++++ Ausgewählter Auszug

Feststellung der Rechtswidrigkeit einer Haftanordnung wegen unzulässigem Haftantrag bei fehlender Begründung zur Durchführbarkeit der Rückführung und zur Erforderlichkeit der beantragten Haftdauer.

Schlagwörter: Abschiebungshaft, Haftdauer, Dublinverfahren, Haftbeschwerde, Haftbeschluss, Haftanordnung, Durchführbarkeit der Rückführung, Durchführbarkeit der Abschiebung, Mangel, Heilung,
Normen: FamFG § 58 Abs. 1, FamFG § 417 Abs. 2 S. 2 Nr. 3, FamFG § 417 Abs. 2 S. 2 Nr. 4, FamFG § 417 Abs. 2 S. 2 Nr. 5,
Auszüge:

[...]

Die Beschwerde ist zulässig und begründet.

Gegen die Verhängung der Abschiebungshaft durch das Amtsgericht ist gemäß § 106 Abs. 2 AufenthG in Verbindung mit § 58 Abs. 1 FamFG das Rechtsmittel der Beschwerde gegeben. Die Beschwerde des Betroffenen wurde fristgerecht eingelegt. Da sich das Verfahren mit der Entlassung des Betroffenen am 09.10.2015 erledigt hat, kann der Betroffene nach § 62 Abs. 1, Abs. 2 Nr. 1 FamFG die Feststellung der Rechtswidrigkeit begehren. Das erforderliche berechtigte Interesse liegt vor (§ 62 Abs. 2 Nr. 1 FamFG). Die Freiheitsentziehung stellt stets einen schwerwiegenden Grundrechtseingriff dar (vgl. BGH Beschluss vom 15.02.2012 - XII ZB 389/11 m.w.N.).

Der Betroffene ist durch die Haftanordnung jedenfalls deshalb in seinen Rechten verletzt worden, weil es an einem zulässigen Haftantrag fehlte. Das Vorliegen eines zulässigen Haftantrags ist eine in jeder Lage des Verfahrens von Amts wegen zu prüfende Verfahrensvoraussetzung. Zulässig ist der Haftantrag der beteiligten Behörde nur, wenn er den gesetzlichen Anforderungen an die Begründung entspricht, § 417. Abs. 2 Satz 2 Nr. 3 bis 5 FamFG.

++++++++
++++ Rohdaten

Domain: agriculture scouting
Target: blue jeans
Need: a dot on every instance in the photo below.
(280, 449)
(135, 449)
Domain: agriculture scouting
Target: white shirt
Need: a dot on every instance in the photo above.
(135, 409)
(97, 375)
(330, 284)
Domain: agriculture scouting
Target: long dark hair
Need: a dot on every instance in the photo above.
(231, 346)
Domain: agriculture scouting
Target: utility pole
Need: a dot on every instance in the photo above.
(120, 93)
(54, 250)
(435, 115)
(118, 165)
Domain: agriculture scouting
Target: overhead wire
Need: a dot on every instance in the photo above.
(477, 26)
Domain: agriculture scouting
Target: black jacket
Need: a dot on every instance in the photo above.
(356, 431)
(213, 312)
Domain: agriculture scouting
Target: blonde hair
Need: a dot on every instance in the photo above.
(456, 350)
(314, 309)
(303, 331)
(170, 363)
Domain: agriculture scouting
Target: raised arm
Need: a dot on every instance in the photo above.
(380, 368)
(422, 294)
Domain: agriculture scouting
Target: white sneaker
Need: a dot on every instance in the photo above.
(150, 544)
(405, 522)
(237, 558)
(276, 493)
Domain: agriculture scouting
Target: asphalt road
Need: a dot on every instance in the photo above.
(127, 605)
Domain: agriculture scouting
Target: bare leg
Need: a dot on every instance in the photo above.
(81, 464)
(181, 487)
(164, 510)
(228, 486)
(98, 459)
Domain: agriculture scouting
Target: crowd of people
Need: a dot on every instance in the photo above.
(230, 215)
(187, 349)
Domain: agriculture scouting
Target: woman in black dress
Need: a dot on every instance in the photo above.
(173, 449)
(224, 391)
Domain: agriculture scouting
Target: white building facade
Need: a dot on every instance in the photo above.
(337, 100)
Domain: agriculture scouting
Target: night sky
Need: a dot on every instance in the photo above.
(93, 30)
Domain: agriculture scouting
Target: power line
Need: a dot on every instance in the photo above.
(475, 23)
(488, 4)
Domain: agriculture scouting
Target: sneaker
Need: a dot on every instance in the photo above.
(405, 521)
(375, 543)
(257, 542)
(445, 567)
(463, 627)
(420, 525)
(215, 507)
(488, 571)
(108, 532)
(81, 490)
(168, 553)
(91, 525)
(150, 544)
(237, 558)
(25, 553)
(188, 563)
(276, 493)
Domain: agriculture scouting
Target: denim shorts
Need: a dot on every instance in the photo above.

++++++++

§ Aufgabenstellung:
Kopieren Sie aus dem Auszug zur Abschiebungshaft wortgetreu den Abschnitt, der mit den Worten beginnt, die „Die Beschwerde ist“ enthalten, und mit „ZB 389/11 m.w.N.).“ schließt.

§ Lösung der Aufgabe:
Die Beschwerde ist zulässig und begründet.

Gegen die Verhängung der Abschiebungshaft durch das Amtsgericht ist gemäß § 106 Abs. 2 AufenthG in Verbindung mit § 58 Abs. 1 FamFG das Rechtsmittel der Beschwerde gegeben. Die Beschwerde des Betroffenen wurde fristgerecht eingelegt. Da sich das Verfahren mit der Entlassung des Betroffenen am 09.10.2015 erledigt hat, kann der Betroffene nach § 62 Abs. 1, Abs. 2 Nr. 1 FamFG die Feststellung der Rechtswidrigkeit begehren. Das erforderliche berechtigte Interesse liegt vor (§ 62 Abs. 2 Nr. 1 FamFG). Die Freiheitsentziehung stellt stets einen schwerwiegenden Grundrechtseingriff dar (vgl. BGH Beschluss vom 15.02.2012 - XII ZB 389/11 m.w.N.).